- TEXT PASSAGE
# # # #
[LLVMdev] Android JIT patch

James Lyon jameslyon0 at gmail.com
Fri Nov 15 10:46:32 PST 2013


Thank you!

On 15/11/13 18:04, Kaylor, Andrew wrote:
> Committed as r194832.
>
> -----Original Message-----
> From: James Lyon [mailto:jameslyon0 at gmail.com]
> Sent: Thursday, November 14, 2013 4:58 PM
> To: Kaylor, Andrew; LLVM Dev
> Subject: Re: [LLVMdev] Android JIT patch
>
> Here's an updated version with more comments.
>
> James
>
> On 14/11/13 23:06, Kaylor, Andrew wrote:
>> Oh, I see now.  It turns out that even knowing what the end goal was I misunderstood part of what the macros were doing.
>>
>> If you could add some comments explaining what the macros are doing then I guess I can live with the patch in this form.  I definitely agree that it's better not to have two copies of the list.
# # # #
Stored data:

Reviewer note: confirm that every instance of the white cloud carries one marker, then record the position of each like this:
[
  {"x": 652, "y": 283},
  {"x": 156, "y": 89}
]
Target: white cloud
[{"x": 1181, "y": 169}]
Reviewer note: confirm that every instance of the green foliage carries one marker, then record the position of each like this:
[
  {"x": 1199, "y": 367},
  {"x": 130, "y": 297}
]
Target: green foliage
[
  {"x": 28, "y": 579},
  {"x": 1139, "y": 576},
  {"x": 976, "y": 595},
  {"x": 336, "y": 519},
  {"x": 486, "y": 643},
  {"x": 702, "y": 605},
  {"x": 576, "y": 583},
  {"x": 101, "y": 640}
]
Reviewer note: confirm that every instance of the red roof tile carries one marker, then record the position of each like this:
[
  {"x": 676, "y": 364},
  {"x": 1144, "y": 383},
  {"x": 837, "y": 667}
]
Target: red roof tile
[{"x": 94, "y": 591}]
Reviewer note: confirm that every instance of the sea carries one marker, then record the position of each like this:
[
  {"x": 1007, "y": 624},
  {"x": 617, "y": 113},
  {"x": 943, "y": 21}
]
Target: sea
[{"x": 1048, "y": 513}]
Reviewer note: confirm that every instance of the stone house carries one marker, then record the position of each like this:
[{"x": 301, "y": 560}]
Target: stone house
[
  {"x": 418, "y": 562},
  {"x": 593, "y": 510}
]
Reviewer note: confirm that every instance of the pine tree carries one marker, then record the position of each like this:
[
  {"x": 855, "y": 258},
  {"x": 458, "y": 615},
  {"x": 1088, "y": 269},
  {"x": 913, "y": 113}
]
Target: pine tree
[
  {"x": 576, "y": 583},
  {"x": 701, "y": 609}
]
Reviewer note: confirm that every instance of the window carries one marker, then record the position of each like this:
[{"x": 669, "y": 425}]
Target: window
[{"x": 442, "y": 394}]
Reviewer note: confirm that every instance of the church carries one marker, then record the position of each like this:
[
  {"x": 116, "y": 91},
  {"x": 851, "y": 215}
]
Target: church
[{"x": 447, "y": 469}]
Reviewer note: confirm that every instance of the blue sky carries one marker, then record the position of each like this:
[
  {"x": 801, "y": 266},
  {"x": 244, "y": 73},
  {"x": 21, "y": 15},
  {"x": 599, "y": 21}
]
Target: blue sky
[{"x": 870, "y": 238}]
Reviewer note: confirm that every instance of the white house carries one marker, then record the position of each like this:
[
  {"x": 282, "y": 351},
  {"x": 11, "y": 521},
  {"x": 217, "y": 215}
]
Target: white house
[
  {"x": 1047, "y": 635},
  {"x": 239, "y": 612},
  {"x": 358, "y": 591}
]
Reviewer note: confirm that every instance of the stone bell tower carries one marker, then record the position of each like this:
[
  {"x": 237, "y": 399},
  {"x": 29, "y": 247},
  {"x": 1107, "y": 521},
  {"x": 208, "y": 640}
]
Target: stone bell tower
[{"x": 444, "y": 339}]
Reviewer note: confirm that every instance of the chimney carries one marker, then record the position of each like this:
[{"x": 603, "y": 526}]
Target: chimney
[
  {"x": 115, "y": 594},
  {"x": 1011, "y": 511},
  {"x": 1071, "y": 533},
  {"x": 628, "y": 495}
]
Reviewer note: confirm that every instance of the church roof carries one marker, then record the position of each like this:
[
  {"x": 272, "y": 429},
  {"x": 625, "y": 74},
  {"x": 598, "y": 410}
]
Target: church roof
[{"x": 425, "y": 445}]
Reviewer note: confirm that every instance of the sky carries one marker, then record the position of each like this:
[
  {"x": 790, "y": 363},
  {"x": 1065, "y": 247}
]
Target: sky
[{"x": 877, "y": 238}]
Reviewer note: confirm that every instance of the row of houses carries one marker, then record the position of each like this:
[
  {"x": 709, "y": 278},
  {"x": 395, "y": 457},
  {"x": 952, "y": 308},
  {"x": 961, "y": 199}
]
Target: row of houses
# # # #
- DIRECTIVES
**A)** Name every field label that appears in the header of the original message quoted within the mailing list message.
**B)** Rewrite everything in the mailing list message from "On 15/11/13 18:04, Kaylor, Andrew" down to "with more comments.", replacing "Thursday" with "Wednesday".

- RESULTS OF THE EXERCISE
**A)** From, Sent, To, Subject

**B)**
On 15/11/13 18:04, Kaylor, Andrew wrote:
> Committed as r194832.
>
> -----Original Message-----
> From: James Lyon [mailto:jameslyon0 at gmail.com]
> Sent: Wednesday, November 14, 2013 4:58 PM
> To: Kaylor, Andrew; LLVM Dev
> Subject: Re: [LLVMdev] Android JIT patch
>
> Here's an updated version with more comments.